## Start

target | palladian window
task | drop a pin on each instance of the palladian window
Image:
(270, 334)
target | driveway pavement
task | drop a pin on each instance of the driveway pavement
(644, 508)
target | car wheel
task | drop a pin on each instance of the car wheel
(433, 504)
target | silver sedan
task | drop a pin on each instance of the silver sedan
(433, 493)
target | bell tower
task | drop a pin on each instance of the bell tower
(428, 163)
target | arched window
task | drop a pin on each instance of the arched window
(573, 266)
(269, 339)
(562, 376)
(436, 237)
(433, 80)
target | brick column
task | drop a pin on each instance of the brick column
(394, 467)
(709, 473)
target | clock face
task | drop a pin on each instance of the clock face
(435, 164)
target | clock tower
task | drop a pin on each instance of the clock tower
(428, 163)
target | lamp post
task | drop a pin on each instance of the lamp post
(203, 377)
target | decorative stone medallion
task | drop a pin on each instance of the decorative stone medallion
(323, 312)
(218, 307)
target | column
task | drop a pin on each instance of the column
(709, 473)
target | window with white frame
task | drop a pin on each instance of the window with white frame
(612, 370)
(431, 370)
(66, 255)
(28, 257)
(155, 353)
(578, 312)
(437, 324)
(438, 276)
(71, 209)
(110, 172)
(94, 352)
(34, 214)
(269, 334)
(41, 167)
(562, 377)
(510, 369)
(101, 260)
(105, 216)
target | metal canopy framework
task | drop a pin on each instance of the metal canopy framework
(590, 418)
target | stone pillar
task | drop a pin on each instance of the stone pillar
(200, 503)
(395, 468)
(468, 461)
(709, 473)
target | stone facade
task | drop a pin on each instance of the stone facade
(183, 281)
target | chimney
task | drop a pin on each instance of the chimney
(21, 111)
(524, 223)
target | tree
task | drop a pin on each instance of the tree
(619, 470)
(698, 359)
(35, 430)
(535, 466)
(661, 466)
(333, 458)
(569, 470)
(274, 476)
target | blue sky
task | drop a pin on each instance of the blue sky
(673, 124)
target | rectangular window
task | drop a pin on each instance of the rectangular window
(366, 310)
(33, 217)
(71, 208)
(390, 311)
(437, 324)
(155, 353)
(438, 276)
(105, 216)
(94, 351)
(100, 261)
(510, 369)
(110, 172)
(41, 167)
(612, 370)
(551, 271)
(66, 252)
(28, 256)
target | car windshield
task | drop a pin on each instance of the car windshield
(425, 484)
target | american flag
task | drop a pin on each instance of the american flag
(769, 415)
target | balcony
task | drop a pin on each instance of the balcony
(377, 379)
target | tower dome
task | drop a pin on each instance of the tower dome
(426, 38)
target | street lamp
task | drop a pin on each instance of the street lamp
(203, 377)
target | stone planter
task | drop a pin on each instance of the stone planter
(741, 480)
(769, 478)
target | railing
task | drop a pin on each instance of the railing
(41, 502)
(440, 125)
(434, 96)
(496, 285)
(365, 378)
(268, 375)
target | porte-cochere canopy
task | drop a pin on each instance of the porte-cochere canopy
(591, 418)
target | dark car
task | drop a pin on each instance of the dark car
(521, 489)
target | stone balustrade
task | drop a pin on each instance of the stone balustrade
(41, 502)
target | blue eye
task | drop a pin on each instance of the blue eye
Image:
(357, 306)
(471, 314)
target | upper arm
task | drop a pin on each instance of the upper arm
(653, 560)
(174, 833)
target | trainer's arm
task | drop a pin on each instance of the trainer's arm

## End

### EXERCISE
Rewrite all of the lines above, changing every "drop a pin" to "place a marker" and keeping everything else the same.

### ANSWER TO THIS PROBLEM
target | palladian window
task | place a marker on each instance of the palladian window
Image:
(270, 334)
target | driveway pavement
task | place a marker on each instance of the driveway pavement
(644, 508)
target | car wheel
task | place a marker on each instance of the car wheel
(433, 504)
target | silver sedan
task | place a marker on each instance of the silver sedan
(433, 493)
target | bell tower
task | place a marker on each instance of the bell tower
(428, 163)
target | arched window
task | place a marker on each instance of the arched window
(573, 266)
(269, 339)
(562, 376)
(436, 237)
(433, 80)
target | brick column
task | place a marker on each instance of the brick column
(394, 467)
(709, 473)
target | clock face
task | place a marker on each instance of the clock face
(435, 164)
target | clock tower
task | place a marker on each instance of the clock tower
(428, 163)
target | lamp post
task | place a marker on each instance of the lamp post
(203, 377)
target | decorative stone medallion
task | place a marker on each instance of the decorative stone medallion
(323, 312)
(218, 307)
target | column
task | place a marker on each instance of the column
(709, 473)
target | window with white frame
task | place a marker on each instance of the window with white frame
(612, 370)
(431, 370)
(66, 255)
(28, 257)
(155, 353)
(578, 312)
(437, 324)
(438, 276)
(71, 209)
(110, 172)
(94, 352)
(34, 214)
(269, 334)
(41, 167)
(562, 377)
(510, 369)
(101, 260)
(105, 216)
target | metal canopy framework
task | place a marker on each instance of the metal canopy framework
(590, 418)
target | stone pillar
task | place a marker on each instance of the stone pillar
(200, 503)
(395, 468)
(468, 461)
(709, 473)
target | stone facade
task | place a marker on each instance of the stone facade
(183, 281)
target | chimney
task | place a marker on each instance of the chimney
(21, 111)
(524, 223)
target | tree
task | place a marker on each instance of the tree
(619, 470)
(698, 359)
(35, 430)
(535, 466)
(661, 466)
(333, 458)
(569, 470)
(274, 476)
target | blue sky
task | place a marker on each instance of the blue sky
(673, 124)
target | rectangular window
task | place a marker on each instance of the rectangular window
(366, 310)
(33, 217)
(71, 208)
(390, 311)
(437, 324)
(155, 353)
(438, 276)
(105, 216)
(94, 351)
(100, 261)
(510, 369)
(110, 172)
(41, 167)
(612, 370)
(551, 271)
(66, 252)
(28, 256)
target | car windshield
task | place a marker on each instance of the car windshield
(425, 484)
target | american flag
task | place a marker on each instance of the american flag
(769, 415)
target | balcony
task | place a marker on each instance of the balcony
(377, 379)
target | tower dome
task | place a marker on each instance of the tower dome
(426, 38)
target | street lamp
task | place a marker on each instance of the street lamp
(203, 377)
target | stone planter
task | place a marker on each instance of the stone planter
(741, 480)
(769, 478)
target | railing
task | place a marker on each instance of the railing
(41, 502)
(440, 125)
(434, 96)
(496, 285)
(365, 378)
(268, 375)
target | porte-cochere canopy
task | place a marker on each instance of the porte-cochere canopy
(591, 418)
target | dark car
task | place a marker on each instance of the dark car
(521, 489)
target | stone balustrade
task | place a marker on each instance of the stone balustrade
(41, 502)
target | blue eye
task | place a marker on each instance of the blue eye
Image:
(357, 306)
(471, 314)
target | upper arm
task | place a marker on each instance of the upper arm
(653, 560)
(174, 833)
target | trainer's arm
task | place a marker on each instance of the trainer's arm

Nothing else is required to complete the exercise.